Exercise description: The word "mountain" appears in some lines of the entries. Say how many, and give nothing but the number.

[Data records]
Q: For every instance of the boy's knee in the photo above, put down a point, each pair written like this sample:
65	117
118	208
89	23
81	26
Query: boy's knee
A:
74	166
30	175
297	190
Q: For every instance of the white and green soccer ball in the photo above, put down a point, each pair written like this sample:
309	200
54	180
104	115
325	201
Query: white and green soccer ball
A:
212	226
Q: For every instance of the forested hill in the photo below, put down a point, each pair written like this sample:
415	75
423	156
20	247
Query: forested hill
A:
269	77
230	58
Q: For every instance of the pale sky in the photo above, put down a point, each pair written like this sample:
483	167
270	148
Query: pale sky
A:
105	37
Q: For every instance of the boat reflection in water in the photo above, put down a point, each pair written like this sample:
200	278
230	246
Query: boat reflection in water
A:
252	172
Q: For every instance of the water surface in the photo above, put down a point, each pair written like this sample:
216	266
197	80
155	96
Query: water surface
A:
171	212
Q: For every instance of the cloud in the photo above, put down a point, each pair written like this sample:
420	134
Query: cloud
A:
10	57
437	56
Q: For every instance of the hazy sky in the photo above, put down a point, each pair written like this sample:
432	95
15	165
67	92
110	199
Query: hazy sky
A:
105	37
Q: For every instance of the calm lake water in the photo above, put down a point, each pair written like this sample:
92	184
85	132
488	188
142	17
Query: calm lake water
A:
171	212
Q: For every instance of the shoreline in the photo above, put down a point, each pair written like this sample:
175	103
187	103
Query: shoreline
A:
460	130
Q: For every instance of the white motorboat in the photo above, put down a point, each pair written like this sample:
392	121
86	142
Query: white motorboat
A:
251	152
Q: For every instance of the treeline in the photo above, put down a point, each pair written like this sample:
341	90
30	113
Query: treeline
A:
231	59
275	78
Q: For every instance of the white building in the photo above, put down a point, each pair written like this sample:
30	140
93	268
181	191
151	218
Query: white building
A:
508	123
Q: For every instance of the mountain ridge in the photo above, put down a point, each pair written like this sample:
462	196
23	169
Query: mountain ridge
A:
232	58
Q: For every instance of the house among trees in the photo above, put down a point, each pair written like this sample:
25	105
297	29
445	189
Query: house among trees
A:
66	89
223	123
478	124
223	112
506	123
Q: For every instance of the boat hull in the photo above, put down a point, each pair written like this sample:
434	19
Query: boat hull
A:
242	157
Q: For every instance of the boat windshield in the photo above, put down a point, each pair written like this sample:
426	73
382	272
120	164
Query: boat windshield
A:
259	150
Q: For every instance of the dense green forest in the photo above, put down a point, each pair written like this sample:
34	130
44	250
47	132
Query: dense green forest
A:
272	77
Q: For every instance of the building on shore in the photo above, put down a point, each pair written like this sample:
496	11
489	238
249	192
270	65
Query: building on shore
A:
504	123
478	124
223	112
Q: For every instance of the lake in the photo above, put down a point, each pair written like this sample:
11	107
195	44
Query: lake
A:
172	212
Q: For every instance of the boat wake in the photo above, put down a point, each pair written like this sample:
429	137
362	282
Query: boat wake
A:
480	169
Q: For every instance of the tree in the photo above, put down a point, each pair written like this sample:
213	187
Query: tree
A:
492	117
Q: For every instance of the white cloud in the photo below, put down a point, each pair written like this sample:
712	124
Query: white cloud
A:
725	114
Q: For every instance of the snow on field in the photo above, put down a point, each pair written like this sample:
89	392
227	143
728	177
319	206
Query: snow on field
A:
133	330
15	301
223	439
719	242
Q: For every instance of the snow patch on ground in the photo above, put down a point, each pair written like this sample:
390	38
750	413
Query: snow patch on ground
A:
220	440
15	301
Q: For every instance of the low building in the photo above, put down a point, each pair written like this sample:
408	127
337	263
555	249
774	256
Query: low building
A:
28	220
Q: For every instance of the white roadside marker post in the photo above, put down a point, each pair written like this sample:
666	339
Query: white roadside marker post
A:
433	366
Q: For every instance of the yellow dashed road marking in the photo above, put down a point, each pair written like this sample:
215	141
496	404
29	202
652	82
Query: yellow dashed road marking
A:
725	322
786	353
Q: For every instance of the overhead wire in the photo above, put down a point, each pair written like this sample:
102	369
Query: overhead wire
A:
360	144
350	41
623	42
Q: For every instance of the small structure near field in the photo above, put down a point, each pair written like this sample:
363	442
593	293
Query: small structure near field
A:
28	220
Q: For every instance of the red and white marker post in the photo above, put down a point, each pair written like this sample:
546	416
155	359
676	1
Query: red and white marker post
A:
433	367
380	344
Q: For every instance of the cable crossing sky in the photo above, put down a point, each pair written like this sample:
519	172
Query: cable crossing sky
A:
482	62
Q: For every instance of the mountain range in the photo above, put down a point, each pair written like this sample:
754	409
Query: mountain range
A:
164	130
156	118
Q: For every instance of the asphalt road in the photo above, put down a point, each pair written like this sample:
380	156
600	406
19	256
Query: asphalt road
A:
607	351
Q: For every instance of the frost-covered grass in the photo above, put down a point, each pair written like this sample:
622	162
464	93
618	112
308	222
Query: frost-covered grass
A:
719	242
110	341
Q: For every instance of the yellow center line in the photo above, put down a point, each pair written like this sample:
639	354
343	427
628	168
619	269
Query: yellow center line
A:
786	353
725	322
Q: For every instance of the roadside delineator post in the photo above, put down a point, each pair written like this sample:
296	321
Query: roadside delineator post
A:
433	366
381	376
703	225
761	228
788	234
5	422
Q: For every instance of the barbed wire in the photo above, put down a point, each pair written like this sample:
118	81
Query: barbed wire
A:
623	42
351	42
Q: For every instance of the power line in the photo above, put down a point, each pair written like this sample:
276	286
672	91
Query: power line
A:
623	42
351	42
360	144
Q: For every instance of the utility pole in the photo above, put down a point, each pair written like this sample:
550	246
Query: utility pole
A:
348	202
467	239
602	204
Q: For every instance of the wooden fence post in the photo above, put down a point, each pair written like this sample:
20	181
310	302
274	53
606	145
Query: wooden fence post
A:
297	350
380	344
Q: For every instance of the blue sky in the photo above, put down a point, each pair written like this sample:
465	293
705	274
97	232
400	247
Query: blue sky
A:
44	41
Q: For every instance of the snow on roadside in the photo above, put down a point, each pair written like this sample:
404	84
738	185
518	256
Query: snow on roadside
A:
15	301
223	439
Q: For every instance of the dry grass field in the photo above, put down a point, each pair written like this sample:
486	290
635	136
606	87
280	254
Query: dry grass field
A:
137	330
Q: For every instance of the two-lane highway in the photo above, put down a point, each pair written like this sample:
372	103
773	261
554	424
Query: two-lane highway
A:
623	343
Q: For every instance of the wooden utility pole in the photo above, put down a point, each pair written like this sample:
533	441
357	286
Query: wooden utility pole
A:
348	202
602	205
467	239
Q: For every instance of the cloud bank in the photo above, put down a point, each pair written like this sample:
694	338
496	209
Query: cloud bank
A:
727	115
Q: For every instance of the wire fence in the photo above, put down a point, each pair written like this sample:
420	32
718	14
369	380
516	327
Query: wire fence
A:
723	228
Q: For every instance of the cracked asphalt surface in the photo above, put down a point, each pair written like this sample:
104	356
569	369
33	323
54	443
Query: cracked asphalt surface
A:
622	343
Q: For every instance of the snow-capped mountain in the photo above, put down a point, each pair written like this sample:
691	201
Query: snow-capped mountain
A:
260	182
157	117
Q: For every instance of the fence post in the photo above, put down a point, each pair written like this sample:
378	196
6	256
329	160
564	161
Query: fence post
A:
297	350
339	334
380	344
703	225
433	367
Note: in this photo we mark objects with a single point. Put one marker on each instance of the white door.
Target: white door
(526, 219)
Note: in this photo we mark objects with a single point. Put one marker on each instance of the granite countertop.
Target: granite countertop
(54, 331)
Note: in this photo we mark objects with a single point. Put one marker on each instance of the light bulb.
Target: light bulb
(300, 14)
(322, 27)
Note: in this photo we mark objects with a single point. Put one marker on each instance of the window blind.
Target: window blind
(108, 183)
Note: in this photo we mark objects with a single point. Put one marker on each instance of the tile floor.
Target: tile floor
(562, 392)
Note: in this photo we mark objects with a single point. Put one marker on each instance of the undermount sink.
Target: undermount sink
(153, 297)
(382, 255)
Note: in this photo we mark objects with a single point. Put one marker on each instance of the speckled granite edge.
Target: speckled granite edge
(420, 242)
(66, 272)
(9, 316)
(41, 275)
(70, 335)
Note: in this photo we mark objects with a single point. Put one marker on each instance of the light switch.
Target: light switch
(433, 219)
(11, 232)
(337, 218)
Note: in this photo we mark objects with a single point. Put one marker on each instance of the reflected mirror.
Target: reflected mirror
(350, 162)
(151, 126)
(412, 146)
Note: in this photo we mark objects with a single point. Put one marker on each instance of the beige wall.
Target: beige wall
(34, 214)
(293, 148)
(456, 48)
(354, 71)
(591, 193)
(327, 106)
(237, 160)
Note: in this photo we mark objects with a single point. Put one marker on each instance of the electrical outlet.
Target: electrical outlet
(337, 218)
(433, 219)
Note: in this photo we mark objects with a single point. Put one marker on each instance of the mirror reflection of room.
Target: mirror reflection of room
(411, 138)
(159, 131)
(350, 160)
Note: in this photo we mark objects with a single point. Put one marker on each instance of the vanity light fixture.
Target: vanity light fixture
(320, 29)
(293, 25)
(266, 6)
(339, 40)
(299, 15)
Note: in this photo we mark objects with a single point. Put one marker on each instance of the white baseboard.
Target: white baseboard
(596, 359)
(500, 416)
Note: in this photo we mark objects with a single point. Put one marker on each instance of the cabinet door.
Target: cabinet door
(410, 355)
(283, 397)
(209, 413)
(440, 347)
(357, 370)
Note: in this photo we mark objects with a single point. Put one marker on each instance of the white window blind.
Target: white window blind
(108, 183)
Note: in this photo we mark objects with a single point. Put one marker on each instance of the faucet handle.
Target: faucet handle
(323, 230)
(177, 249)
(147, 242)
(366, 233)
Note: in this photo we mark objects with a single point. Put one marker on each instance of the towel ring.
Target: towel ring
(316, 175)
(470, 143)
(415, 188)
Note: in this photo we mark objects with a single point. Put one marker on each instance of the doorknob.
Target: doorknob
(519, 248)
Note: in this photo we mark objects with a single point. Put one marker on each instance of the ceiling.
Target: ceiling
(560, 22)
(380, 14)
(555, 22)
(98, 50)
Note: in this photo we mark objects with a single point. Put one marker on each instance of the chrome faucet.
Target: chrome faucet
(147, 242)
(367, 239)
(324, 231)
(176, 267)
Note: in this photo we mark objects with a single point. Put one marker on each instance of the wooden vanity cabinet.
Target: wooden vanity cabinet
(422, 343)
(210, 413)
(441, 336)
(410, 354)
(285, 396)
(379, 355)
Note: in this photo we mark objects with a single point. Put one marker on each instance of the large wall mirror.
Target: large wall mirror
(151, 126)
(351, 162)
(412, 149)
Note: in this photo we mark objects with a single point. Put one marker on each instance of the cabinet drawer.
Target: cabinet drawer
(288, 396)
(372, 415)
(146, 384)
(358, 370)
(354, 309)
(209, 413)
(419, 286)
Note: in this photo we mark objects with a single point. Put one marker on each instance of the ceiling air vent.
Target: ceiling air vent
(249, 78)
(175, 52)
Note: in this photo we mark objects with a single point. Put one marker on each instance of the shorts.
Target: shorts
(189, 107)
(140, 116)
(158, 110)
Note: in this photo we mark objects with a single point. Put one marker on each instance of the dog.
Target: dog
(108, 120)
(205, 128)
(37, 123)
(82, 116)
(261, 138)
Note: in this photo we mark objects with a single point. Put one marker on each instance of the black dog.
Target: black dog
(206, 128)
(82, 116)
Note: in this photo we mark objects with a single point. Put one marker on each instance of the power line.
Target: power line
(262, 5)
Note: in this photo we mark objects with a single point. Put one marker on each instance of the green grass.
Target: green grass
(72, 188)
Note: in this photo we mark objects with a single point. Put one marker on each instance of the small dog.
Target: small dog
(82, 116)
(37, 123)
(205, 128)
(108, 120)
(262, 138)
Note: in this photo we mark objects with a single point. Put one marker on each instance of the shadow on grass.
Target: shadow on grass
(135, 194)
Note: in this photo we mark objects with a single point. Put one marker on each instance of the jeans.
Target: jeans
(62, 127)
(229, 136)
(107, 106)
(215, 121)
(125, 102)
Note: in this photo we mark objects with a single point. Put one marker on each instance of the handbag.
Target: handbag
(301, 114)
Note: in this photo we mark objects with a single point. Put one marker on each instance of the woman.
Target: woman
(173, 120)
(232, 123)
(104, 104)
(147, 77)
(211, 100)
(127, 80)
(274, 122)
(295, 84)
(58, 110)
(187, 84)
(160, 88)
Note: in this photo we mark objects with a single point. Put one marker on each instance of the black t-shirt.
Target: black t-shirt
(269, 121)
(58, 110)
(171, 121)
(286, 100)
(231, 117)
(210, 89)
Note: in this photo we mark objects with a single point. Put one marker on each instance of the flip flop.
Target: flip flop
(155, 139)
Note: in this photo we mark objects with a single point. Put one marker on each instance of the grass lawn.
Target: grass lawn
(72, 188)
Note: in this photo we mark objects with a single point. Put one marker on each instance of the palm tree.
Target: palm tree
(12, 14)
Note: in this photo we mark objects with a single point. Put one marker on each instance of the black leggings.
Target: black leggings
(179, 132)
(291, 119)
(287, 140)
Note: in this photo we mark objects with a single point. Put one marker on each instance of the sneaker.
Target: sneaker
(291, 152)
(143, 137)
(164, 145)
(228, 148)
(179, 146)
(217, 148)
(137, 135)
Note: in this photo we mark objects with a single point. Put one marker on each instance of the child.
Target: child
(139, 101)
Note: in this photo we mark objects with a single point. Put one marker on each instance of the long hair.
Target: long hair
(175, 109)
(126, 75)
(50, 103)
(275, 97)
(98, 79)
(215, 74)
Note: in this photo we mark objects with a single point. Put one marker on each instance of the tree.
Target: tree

Task output: 6